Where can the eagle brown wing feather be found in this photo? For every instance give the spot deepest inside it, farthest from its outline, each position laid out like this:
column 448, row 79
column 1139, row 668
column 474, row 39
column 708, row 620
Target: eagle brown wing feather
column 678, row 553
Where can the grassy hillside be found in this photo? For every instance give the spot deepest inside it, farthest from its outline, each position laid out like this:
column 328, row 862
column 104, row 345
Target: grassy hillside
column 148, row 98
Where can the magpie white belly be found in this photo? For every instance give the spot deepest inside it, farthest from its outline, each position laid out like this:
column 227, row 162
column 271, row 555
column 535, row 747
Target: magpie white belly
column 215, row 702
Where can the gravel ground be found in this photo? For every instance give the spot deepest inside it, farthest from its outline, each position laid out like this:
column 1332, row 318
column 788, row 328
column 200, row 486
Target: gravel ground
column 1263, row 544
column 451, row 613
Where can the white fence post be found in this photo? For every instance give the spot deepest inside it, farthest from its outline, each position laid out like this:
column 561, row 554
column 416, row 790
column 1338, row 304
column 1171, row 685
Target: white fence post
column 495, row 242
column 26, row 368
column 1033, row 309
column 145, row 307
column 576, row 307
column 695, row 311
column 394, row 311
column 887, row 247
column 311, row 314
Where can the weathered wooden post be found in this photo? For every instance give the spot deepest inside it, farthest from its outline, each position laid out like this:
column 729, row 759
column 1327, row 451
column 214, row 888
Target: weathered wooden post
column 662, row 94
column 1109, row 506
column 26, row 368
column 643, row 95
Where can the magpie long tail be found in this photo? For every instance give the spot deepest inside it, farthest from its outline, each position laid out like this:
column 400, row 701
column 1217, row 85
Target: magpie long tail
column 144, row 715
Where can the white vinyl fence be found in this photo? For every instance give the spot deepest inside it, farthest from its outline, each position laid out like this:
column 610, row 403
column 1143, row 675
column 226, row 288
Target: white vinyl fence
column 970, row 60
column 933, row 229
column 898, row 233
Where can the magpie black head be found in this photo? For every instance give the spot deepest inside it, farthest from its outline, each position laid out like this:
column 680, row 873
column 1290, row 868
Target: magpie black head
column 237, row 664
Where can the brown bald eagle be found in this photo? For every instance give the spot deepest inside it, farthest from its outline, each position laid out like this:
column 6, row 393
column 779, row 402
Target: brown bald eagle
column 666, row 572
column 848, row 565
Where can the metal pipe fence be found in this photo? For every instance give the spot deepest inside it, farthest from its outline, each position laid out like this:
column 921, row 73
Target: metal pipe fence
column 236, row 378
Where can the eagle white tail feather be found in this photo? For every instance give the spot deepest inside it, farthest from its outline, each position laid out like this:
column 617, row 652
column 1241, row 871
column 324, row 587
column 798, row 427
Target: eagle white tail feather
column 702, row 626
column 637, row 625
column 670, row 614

_Exercise details_.
Reproduce verbatim the lines of the material, beginning at the line that contains "Where can the grassy" and stopping after the line that contains "column 148, row 98".

_Response below_.
Where can the grassy hillside be found in this photo? For every instance give the spot deepest inside it, farthest from its outline, each position laid out like this:
column 328, row 862
column 104, row 345
Target: grassy hillside
column 148, row 98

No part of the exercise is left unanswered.